+++ ОТРЫВОК
И тогда становится ясно: главная тема книги не бунтарь, ставший деспотом, оправдывающий все свои преступления Божьим велением или государственной необходимостью, но интеллектуал, живущий в деспотическом обществе и пытающийся с наименьшими потерями исполнять свой профессиональный долг. По сути дела, перед читателем – защитительная речь интеллигентам, слабым людям, не героям, не воинам, не вождям, благодаря которым становится известна правда о героях, воинах, вождях. В "не-героизме" этих людей, в их швейковском лукавстве, житейском цинизме есть что-то спасительно-человечное и человеческое. Трус и льстец Ефан оказывается большим тираноборцем, чем воин и вождь Давид. Гейм писал об историке времен строительства Храма, а думал о себе, или о таких, как он. Хотя таких, как он, не так уж много. Поразительная бризантная смесь конформизма и бунтарства, готовности веры и цинизма, простодушия и мудрости – вот что такое Стефан Гейм. Вот – парабола его судьбы.
Он родился в 1913 году в Хемнице, в семье средней руки еврейского коммерсанта Даниэля Флига. Герберт Флиг – его настоящие имя-фамилия. Стефан Гейм – псевдоним. Из гимназии его выгнали за антивоенное стихотворение. Веймарская республика была республикой пацифистской и демократической; что такое надо было написать, чтобы вылететь из гимназии – это, конечно, интересный вопрос. Впрочем, "вылет" не помешал Гейму (тогда еще Флигу) продолжить обучение в Берлинском университете. В конце 20-х Гейм начал печататься в левой "Weltbuhne". В 1933 эмигрировал в Чехословакию. В 1935 добрался до США. Стал соредактором эмигрантской газеты "Aeutsches Volksecho", в 1942 году написал роман "Заложники" о чешском подполье. Спустя год роман экранизировали в Голливуде и перевели в Советском Союзе. В этом же 1943 году Гейм пошел добровольцем в американскую армию. Его направили в особые части, ведавшие пропагандой среди войск противника. Он участвовал в высадке союзных войск в Нормандии, отступал с англо-американцами в Арденнах. В послевоенном Мюнхене он работал редактором газеты "Neue Zeitung", выходившей под эгидой американских оккупационных властей. В 1948 году за "прокоммунистические настроения" снят с должности и отозван в США. В том же году написал роман "Крестоносцы" об американской армии во время второй мировой войны. Роман спустя год был переведен на немецкий. В Мюнхене его издали под заглавием "Горькие лавры" (почему-то хочется добавить "в похлебке победы"); в сталинистеком Восточном Берлине английское название уточнили: "Крестоносцы наших дней". В 1952 году "Крестоносцев" перевели на русский язык. К слову сказать, среди идеологического барахла, которого за свою долгую жизнь Гейм "навалял" немало (какое-нибудь "Голдсборо" про стачку американских шахтеров, или "Глазами разума" про приход к власти коммунистов в Чехословакии), "Крестоносцы" выделяются знанием материала, интересными историческими деталями, человеческими характерами… Этот роман любопытно перечесть и сегодня. В 1952 же году Гейм сдал свою Бронзовую звезду, полученную за участие во второй мировой войне (так он протестовал против войны в Корее), и перебрался на жительство в ГДР. Идеологическое начальство республики ликовало. 39-летний романист попал в точку. Много ли на земле писателей, профессионально владеющих двумя языками? В те поры был один Набоков (русский и английский) – и вот еще "прибавился" Гейм (немецкий и английский). Это-то "прибавление" и прибыло в ГДР.
++++++
+++ ИСХОДНЫЕ ДАННЫЕ
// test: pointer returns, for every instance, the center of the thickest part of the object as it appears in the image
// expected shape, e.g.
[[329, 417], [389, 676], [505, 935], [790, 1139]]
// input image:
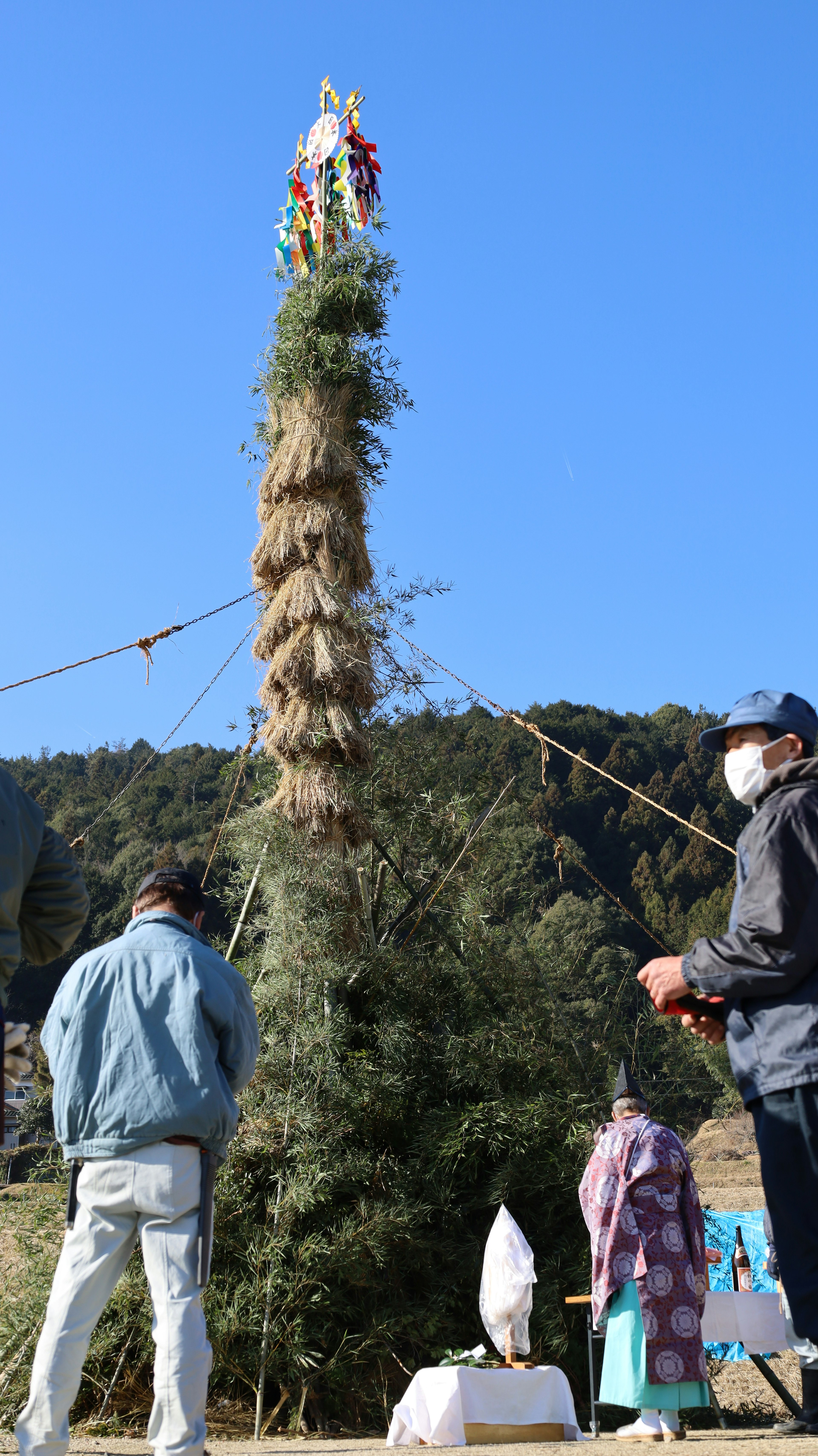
++++++
ТРЕБОВАНИЯ >>
[a] Изложите текст о Стефане Гейме в двух предложениях.
[b] Подхватите текст о Стефане Гейме и напишите его продолжение, начиная сразу после последнего приведенного предложения.

ОТВЕТЫ >>
[a] Главная тема книги, о которой идет речь, не бунтарь, ставший деспотом, а интеллектуал в деспотическом обществе, который пытается с наименьшими потерями исполнять свой профессиональный долг. Сам Гейм, родившийся в 1913 году в Хемнице под именем Герберт Флиг, эмигрировал в Чехословакию, затем в США, воевал в американской армии, в 1948 году был снят с поста редактора мюнхенской газеты за «прокоммунистические настроения», а в 1952 году, сдав Бронзовую звезду в знак протеста против войны в Корее, перебрался в ГДР.

[b]
До середины 70-х годов Гейм – англо-немецкий классик литературы ГДР. Он был увенчан престижными премиями и лихо "чесал" сразу английские и немецкие версии своих толстенных романов, а потом все кончилось: "Книга царя Давида" – книга перелома. После этой книги Гейм будет печататься только на Западе. Гейм расчелся с начальством. Как написал Борис Слуцкий: "Я в ваших хороводах отплясал, / Я в ваших водоемах откупался, / Наверное, полжизнью откупался / За то, что в ваши игры я влезал". Не нужно ни преувеличивать, ни преуменьшать степень смелости Гейма. Начать печататься на Западе в середине 70-х годов, будучи "соцреалистическим" классиком, по смелости и дерзости приблизительно такой же шаг, что и швырнуть в лицо американскому президенту в 1952 году свои боевые награды. Опасно, но не смертельно. Но ведь дорогу делает не первый, дорогу делает второй. Именно такие, как Стефан Гейм, лукавые и осторожные, создавали общественную среду, в которой не смертельно опасно было возвращать президентам свои ордена и печататься в странах "с враждебной идеологией".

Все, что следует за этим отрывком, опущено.